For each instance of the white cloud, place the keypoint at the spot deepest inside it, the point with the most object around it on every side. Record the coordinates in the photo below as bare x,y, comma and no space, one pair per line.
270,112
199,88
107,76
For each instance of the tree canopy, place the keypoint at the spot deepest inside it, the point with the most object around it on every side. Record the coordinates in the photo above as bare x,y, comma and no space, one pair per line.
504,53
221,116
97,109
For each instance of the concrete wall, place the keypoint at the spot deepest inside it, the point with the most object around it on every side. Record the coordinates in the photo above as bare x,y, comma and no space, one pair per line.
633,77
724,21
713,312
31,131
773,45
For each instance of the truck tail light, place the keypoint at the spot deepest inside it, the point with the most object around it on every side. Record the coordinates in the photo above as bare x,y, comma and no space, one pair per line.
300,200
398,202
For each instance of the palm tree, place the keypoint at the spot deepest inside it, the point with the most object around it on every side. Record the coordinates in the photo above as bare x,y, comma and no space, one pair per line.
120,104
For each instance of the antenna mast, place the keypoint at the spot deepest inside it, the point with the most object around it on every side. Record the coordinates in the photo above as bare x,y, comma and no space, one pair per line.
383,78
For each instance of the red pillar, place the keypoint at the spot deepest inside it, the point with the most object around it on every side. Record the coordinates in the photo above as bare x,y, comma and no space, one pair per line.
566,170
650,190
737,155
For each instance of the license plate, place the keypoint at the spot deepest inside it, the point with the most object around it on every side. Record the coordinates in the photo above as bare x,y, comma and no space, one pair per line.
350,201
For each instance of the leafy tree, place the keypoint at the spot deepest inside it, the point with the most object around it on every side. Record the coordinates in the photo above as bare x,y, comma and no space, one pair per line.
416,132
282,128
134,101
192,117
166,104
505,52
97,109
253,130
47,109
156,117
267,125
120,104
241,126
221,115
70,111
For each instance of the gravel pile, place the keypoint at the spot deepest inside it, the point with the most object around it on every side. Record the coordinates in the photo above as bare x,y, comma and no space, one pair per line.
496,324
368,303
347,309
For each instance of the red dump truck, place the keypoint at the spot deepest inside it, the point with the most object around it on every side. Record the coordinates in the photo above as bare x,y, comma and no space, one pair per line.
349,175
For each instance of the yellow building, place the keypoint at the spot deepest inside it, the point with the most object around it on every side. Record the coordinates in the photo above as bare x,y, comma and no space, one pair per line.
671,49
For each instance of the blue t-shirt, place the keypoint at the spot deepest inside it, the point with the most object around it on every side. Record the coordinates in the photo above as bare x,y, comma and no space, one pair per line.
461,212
- - - - - - -
• Task prompt
Each line, from the one that holds "For each instance of the red dump" through the last line of the entries, must be repeated exactly. Leave out everything else.

• Exercise output
For each instance of the red dump truck, place the keypoint at the spot deepest inside it, the point with the most object around it on every side. Record the coordinates in the photo above as bare x,y, comma and no space, one pair per line.
349,175
For each instance of the yellow building, place the keypoint at the spot deepest inside it, the point with the most object around it on every side. Record the coordinates in the photo above as bare x,y, comma and no space, one pair per line.
671,49
For each instance of the blue t-shirt, place the keypoint at the spot deepest inside it, the point with the most object around it on every side. Record the coordinates in the photo above as bare x,y, comma and no space, one pair per line.
461,212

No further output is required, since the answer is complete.